DOCUMENT SEGMENT:

------------------------------------------------------------------------


      The floppy interface looks more interesting TBH but getting it good enough to run all the copyprotected software will be a difficult task. The interface is a PIC32 based design but the PCB seems to be made specifically for the original Raspberry Pi header. I don’t know if they’re just using an adapter or have redesigned the interface to suit a Cubieboard.

  4. Looks good, they got the style down pretty good, But really for the proper Amiga experience, I’d like to see a reproduction of say a 500 or 1200 model with some fancy innards. I’d love a 1200 with a core I7, SSD and 16gigs of memory without having to gut an existing 1200.

    1. You should keep a eye on the apollo-core project which currently emulates a 68040 and plugs in place of a stock 68000 giving 100% compatibility but insane levels of performance, and in the long term I think they plan to emu the bit blitter and copper inside the fpga, give hdmi output with rtg, onboard memory, sd cards onboard etc at 400Mhz or so I think was the current benchmark. For now the v2 is starting to ramp up for release of the developer test boards for the A600 for early testing, with the 500 etc to follow.
      http://www.apollo-core.com/index.htm

      I am waiting patiently but anticipation is building. I believe there is more to come when they start to add more pipes to the core etc. It will be a amiga inside but a absolute monster…
      http://www.apollo-core.com/bringup/phoenix_imath2.jpg

      There’s also minimig, fpga arcade and other amiga-in-a-fpga projects.

      1. apollo is vaporware because creators still delude themselves someone will buy them out (they got evaluated internally by IBM for something and that made them think moto68K has a future and $$$).
        What got released is non pipelined and buggy 68000

        1. That is the v1, and to call a entire core with the vhdl released under the gpl on majsta’s site vapourware is a bit of a stretch don’t you think? In the closed world of fpga that was a awesome move to do and he is to be applauded for it.

          The v2 is under active development (I have been watching progress closely) and bugfixes happening to the v1 in parallel, but if the pace of fixing the original v1 core isn’t fast enough, you have the option of rolling up your sleeves and getting stuck in.

          And having spoken to some, I think theyre more driven by the desire to put a affordable alternative to jens accelerators to market, the pre-order has gone out at 150e per unit for the v2 a600 vampire. And concequently, there is a lot of vitriol from the “established” amiga crowd who see their potential to bleed enthusiasts for $$$ slipping away from them.

          Watch and monitor, people will see if its vapour or not and they will let the board speak.

------------------------------------------------------------------------

Saved data entries

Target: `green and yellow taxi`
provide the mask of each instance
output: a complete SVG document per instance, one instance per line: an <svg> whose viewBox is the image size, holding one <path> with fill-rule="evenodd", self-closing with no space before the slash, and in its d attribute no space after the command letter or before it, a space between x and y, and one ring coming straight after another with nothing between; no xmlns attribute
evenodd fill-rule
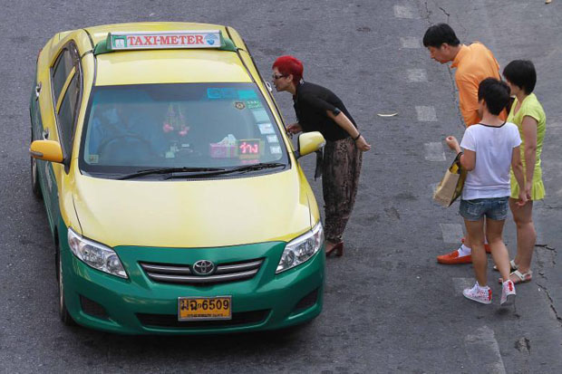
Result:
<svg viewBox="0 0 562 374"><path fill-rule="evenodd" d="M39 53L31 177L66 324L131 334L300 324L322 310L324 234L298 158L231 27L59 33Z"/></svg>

------------------------------------------------------------------------

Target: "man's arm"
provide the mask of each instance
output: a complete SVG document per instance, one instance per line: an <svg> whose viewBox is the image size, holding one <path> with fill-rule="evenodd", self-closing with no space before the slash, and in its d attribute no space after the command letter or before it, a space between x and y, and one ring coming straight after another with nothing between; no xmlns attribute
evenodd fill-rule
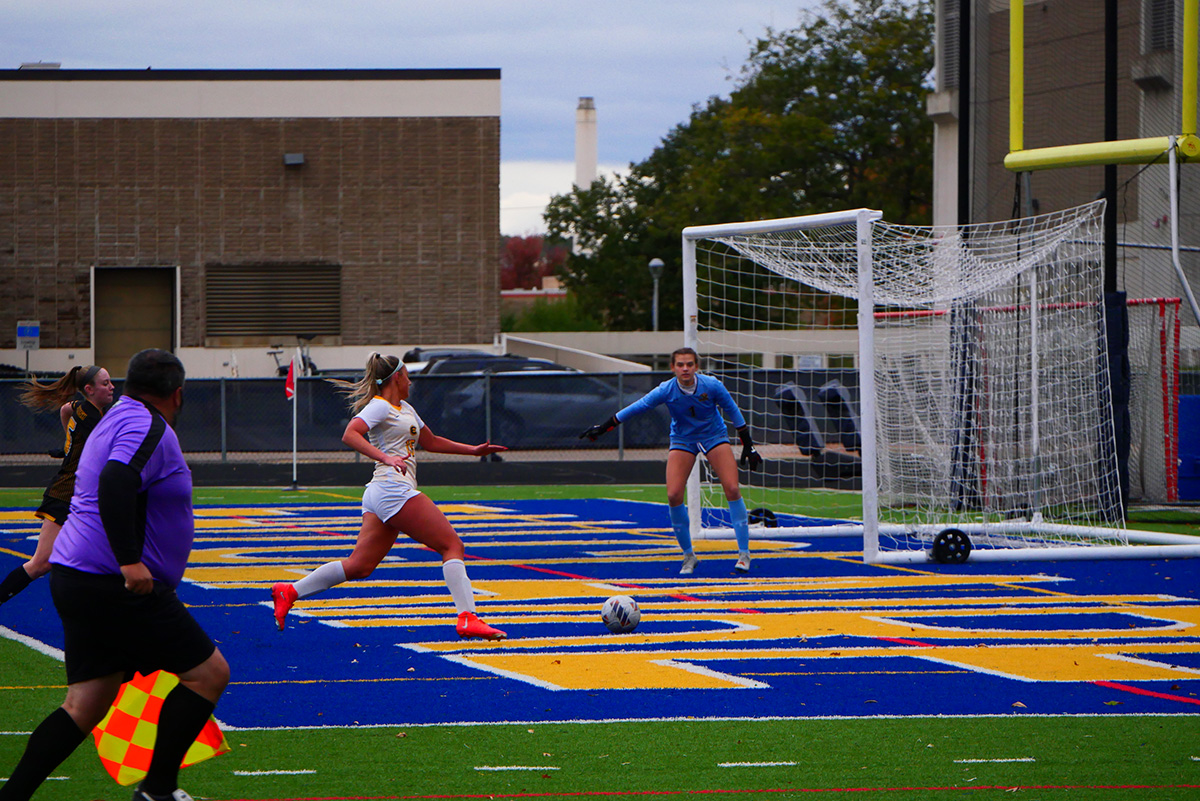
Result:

------------------------------------------------------------------------

PROBLEM DESCRIPTION: In the Amiga hardware discussion, reproduce word for word everything from "1. That is the" down to "away from them.".

FINAL ANSWER:
1. That is the v1, and to call a entire core with the vhdl released under the gpl on majsta’s site vapourware is a bit of a stretch don’t you think? In the closed world of fpga that was a awesome move to do and he is to be applauded for it.

          The v2 is under active development (I have been watching progress closely) and bugfixes happening to the v1 in parallel, but if the pace of fixing the original v1 core isn’t fast enough, you have the option of rolling up your sleeves and getting stuck in.

          And having spoken to some, I think theyre more driven by the desire to put a affordable alternative to jens accelerators to market, the pre-order has gone out at 150e per unit for the v2 a600 vampire. And concequently, there is a lot of vitriol from the “established” amiga crowd who see their potential to bleed enthusiasts for $$$ slipping away from them.